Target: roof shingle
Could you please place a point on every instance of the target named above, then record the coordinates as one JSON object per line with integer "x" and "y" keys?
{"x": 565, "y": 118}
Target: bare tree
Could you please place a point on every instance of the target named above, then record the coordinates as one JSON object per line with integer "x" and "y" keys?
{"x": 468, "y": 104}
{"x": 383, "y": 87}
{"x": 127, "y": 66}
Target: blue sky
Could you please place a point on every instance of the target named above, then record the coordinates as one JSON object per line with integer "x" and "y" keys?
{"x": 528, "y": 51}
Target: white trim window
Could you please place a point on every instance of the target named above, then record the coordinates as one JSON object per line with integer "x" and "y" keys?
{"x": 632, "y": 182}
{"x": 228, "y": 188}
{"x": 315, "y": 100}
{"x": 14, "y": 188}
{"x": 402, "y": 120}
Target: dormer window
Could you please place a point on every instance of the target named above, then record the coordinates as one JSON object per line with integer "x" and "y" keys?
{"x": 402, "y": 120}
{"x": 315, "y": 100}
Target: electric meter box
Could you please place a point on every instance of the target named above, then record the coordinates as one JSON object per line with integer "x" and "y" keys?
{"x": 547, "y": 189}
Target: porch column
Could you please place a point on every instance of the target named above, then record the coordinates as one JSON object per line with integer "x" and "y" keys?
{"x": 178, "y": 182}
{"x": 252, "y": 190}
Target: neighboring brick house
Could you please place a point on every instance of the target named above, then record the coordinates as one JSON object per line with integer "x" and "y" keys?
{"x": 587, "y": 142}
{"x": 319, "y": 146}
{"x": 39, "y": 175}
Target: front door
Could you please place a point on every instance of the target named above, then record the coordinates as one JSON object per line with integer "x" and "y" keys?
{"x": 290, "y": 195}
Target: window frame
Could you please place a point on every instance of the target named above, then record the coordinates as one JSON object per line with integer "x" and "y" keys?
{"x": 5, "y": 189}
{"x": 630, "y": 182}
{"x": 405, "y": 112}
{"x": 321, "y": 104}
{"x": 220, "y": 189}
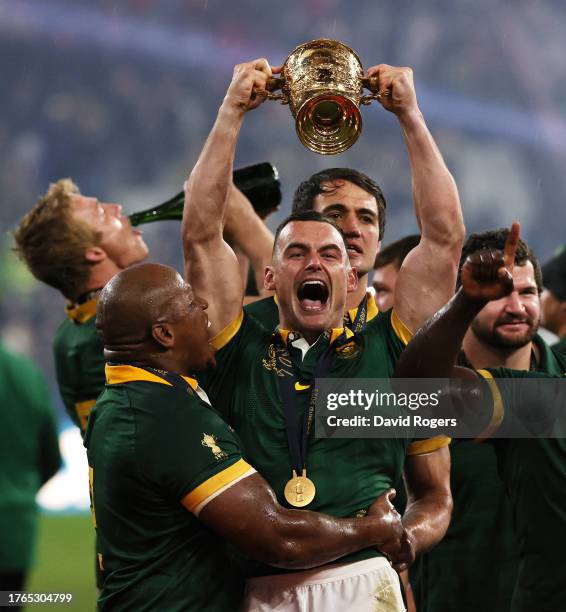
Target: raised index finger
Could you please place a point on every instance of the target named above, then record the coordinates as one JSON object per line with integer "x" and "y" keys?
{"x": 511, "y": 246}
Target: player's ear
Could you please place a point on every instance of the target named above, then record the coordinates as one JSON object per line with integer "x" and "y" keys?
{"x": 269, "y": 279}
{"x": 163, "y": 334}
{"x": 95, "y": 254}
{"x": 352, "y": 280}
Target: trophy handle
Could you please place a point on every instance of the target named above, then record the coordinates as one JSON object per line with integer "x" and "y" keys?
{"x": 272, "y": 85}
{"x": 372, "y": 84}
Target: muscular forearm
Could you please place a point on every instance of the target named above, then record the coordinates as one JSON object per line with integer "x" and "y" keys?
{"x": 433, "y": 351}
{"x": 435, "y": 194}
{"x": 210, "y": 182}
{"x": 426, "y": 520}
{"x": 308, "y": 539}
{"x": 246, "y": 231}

═══

Objective: Copy out exactly the lines from the one with "Target: front door" through the end of the listing, both ends included, omitting any picture.

Output for this task:
Target: front door
Could you please place a point on every instance of the target named above, then record the coordinates as one JSON object per line with integer "x" and "y" keys?
{"x": 290, "y": 195}
Target: window frame
Could you please place a point on every instance of the target named above, then record the coordinates as one JSON object per line with integer "x" and "y" keys?
{"x": 5, "y": 189}
{"x": 630, "y": 182}
{"x": 405, "y": 112}
{"x": 321, "y": 104}
{"x": 220, "y": 189}
Target: raised index finger
Could you please place a point on every instance of the target named above, then record the coordinates as one JSON object per line with integer "x" and "y" keys?
{"x": 511, "y": 246}
Target: player's ear
Could you please place a point on every instance of the target named above, then record the coordinates as one JSON object per line with integer "x" and "y" keys?
{"x": 269, "y": 279}
{"x": 163, "y": 334}
{"x": 95, "y": 254}
{"x": 352, "y": 280}
Target: trophy handle
Could you please place a point on every instance of the target named above, then record the coordinates as one JSON object per line with integer "x" and "y" keys?
{"x": 272, "y": 85}
{"x": 372, "y": 84}
Target: muscular forearm
Could you please place a point on every instance of the target named above, then record the coordinates as one JSON object per line with integer "x" and "y" keys?
{"x": 433, "y": 351}
{"x": 435, "y": 194}
{"x": 210, "y": 182}
{"x": 426, "y": 520}
{"x": 308, "y": 539}
{"x": 246, "y": 231}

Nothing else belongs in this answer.